─── Source data
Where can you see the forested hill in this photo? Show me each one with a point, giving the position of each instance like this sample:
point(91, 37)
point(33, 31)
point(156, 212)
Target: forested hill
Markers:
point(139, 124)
──────
Retype these lines exactly as they appear above.

Where can you see the forested hill in this photo? Show me each one with a point, giving the position of each instance like this sample:
point(91, 37)
point(33, 31)
point(156, 212)
Target: forested hill
Markers:
point(139, 124)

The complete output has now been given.